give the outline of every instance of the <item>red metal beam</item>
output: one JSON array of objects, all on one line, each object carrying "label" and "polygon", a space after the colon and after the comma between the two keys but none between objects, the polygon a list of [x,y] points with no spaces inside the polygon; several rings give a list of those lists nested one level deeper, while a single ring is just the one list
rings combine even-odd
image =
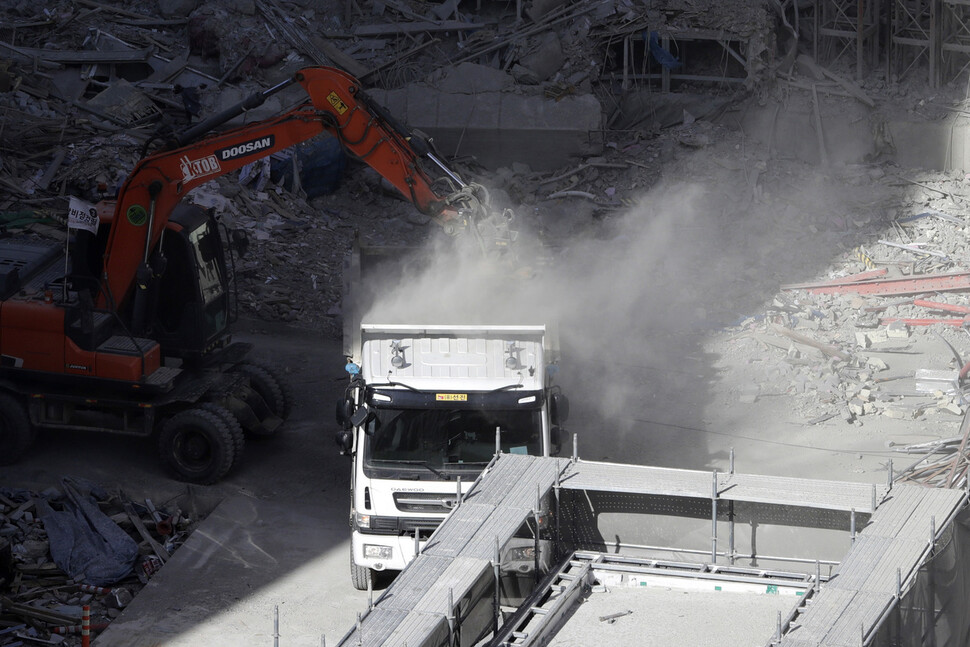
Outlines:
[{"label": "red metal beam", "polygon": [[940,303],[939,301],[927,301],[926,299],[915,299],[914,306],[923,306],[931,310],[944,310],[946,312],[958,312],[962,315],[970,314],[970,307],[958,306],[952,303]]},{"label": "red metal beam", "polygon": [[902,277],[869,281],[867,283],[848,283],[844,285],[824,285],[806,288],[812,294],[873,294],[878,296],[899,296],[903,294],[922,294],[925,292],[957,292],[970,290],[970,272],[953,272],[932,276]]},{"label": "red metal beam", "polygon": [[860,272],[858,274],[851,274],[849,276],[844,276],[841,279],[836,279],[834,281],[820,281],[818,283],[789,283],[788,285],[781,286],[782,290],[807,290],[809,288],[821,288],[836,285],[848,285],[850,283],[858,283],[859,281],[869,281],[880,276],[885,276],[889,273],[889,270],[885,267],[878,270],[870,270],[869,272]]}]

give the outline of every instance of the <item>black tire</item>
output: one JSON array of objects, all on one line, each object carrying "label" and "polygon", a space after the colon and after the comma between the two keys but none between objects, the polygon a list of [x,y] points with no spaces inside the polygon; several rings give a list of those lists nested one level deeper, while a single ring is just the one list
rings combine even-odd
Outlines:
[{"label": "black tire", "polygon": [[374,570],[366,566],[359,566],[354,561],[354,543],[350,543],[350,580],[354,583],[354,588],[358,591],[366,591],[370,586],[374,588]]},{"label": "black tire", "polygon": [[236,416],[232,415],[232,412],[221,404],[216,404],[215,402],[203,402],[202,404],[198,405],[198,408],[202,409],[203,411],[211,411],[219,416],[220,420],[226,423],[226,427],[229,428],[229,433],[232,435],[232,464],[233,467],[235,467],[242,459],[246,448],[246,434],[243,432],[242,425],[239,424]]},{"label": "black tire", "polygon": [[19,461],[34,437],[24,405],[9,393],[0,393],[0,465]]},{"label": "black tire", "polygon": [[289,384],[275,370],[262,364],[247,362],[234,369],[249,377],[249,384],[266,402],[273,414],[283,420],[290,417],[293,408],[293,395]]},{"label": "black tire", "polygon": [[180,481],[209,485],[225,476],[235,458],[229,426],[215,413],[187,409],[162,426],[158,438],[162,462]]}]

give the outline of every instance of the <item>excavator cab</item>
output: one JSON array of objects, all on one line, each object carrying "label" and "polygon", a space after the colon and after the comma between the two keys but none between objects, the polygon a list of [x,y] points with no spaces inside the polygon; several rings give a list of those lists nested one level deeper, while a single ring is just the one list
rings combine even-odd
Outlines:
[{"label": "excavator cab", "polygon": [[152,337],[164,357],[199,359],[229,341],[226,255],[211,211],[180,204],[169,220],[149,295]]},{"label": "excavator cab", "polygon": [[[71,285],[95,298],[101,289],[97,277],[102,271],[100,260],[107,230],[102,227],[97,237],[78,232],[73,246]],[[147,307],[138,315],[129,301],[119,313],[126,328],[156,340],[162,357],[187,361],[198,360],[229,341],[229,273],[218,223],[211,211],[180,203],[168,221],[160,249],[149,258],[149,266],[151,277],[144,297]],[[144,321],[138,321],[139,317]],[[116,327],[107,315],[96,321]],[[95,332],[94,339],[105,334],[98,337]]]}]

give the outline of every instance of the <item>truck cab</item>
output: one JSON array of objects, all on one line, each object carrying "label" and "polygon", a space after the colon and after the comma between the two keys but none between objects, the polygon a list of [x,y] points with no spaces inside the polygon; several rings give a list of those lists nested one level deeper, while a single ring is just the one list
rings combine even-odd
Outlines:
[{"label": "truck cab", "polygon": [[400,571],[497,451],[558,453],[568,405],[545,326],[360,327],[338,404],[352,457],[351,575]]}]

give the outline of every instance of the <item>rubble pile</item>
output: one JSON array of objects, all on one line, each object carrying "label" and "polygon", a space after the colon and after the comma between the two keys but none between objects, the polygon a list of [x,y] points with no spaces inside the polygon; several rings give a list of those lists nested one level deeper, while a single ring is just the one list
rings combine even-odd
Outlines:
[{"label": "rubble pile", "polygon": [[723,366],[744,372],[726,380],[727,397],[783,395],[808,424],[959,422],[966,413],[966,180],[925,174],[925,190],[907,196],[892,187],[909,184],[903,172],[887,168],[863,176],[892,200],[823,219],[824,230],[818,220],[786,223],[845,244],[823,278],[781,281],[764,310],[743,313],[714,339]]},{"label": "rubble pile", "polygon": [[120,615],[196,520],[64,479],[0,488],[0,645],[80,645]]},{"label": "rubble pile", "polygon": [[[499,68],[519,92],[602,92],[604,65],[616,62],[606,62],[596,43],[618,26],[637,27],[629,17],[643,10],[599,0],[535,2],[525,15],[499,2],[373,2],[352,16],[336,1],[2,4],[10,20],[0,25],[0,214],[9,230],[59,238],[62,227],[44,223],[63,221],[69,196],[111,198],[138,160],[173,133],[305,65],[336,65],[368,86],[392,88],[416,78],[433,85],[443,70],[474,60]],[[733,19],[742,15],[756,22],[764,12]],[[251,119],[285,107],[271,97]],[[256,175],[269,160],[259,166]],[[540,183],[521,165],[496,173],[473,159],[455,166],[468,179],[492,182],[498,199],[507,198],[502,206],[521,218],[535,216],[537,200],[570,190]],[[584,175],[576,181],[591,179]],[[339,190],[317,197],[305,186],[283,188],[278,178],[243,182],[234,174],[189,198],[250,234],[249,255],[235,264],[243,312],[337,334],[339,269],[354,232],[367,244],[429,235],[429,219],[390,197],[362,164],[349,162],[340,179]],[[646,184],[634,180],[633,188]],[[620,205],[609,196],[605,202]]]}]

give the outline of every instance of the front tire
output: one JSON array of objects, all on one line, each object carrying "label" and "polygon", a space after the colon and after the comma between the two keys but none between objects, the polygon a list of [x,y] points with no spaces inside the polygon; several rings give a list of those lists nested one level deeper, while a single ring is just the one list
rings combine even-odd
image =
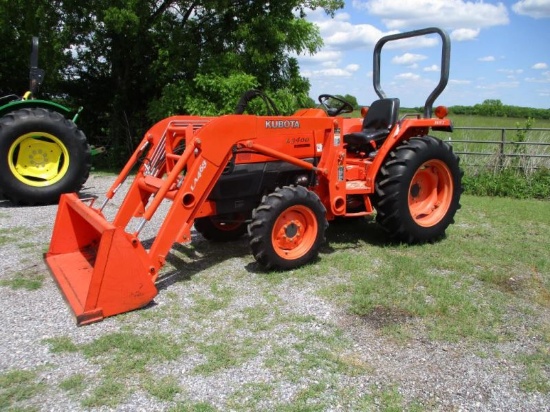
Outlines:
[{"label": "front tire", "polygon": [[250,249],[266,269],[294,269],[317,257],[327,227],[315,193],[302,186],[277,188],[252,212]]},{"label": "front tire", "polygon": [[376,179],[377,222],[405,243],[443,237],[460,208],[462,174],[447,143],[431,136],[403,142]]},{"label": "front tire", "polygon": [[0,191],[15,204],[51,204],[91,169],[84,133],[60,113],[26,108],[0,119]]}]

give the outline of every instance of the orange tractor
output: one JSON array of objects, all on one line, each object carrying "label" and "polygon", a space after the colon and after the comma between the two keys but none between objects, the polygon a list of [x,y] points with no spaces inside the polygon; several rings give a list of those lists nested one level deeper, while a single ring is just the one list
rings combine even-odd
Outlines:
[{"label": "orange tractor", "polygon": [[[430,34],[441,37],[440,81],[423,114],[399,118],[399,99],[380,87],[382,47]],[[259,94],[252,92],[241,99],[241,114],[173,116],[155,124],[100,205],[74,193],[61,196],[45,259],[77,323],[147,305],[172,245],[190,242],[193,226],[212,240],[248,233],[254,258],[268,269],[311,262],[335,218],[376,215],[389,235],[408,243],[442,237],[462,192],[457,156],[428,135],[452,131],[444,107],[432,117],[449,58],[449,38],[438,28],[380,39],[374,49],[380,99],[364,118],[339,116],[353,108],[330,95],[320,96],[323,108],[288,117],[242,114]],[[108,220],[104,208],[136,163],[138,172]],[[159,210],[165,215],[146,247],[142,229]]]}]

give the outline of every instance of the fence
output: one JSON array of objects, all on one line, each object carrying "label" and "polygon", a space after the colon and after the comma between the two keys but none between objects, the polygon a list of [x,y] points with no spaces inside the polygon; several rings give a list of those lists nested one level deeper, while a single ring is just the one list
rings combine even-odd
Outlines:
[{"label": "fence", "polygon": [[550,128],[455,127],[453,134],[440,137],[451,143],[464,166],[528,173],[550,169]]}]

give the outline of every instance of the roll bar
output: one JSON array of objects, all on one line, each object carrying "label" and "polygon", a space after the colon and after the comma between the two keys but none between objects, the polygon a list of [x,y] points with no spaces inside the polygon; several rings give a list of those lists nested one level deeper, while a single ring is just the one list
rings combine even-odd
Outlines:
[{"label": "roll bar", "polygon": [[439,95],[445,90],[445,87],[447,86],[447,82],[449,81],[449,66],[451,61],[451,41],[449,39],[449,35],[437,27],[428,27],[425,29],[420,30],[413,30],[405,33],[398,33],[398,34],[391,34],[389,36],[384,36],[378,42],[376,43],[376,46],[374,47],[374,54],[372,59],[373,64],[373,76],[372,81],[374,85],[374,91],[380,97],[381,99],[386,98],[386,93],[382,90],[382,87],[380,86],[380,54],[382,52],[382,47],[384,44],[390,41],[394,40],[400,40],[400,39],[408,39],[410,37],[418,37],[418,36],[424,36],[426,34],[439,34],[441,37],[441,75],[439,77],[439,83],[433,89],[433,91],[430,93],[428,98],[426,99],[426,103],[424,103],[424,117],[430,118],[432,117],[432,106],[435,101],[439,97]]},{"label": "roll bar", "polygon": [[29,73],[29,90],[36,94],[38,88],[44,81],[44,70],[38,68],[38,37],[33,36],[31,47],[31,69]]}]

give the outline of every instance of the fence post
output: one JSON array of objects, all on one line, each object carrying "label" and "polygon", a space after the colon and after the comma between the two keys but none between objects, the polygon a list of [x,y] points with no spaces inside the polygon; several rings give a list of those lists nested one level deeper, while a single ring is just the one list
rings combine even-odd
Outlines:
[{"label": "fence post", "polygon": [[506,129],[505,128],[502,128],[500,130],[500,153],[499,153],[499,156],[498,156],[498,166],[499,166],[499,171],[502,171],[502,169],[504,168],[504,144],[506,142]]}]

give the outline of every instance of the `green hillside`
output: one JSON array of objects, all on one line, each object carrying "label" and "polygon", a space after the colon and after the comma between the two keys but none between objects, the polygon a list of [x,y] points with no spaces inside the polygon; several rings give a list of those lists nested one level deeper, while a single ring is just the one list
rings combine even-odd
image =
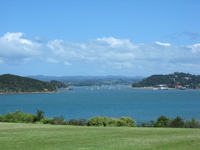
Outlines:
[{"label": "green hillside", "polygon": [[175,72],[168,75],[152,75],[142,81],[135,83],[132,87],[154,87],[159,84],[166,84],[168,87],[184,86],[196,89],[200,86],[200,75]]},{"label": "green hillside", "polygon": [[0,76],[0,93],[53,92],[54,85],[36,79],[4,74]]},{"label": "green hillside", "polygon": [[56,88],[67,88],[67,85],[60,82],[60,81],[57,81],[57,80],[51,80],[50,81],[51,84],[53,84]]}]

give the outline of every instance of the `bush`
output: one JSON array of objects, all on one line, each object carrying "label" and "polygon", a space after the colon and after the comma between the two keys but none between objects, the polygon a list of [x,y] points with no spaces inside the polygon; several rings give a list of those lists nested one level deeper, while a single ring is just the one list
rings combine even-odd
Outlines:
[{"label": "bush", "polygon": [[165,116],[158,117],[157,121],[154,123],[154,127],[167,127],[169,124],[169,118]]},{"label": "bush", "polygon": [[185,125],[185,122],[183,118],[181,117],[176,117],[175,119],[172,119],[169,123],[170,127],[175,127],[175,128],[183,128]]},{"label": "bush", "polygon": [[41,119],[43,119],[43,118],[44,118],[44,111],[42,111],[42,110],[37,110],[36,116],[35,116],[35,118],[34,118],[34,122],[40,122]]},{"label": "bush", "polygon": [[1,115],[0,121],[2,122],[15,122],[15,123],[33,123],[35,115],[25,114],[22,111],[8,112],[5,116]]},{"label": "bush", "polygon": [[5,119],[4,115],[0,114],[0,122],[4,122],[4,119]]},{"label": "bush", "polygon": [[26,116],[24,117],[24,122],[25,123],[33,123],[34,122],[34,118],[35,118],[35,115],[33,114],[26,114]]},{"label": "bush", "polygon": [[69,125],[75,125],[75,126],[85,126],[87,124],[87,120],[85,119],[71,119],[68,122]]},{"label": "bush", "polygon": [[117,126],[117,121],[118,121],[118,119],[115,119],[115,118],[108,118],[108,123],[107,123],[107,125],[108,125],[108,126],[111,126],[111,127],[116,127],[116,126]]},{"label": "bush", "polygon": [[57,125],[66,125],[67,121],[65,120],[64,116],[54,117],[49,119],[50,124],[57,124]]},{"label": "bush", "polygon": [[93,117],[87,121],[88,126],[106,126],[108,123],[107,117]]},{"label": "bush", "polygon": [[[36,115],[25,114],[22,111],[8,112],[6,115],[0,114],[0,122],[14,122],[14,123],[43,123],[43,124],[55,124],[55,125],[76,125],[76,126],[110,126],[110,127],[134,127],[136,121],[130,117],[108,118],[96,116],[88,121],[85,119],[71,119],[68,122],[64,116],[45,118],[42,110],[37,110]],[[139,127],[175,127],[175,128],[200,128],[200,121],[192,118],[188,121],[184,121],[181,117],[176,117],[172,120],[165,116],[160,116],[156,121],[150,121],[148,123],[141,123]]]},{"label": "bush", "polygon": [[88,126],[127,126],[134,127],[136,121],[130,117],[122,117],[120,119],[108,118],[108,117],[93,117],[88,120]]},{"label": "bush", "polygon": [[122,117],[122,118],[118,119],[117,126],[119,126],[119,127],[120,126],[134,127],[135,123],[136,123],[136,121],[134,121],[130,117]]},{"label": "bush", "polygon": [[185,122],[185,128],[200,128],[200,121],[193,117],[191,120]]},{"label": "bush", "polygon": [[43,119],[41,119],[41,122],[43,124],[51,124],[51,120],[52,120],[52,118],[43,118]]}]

******************************

→ **Work instruction**: Tally the lines of the data that include the word "item". Reply with the number only.

→ **Written solution**: 5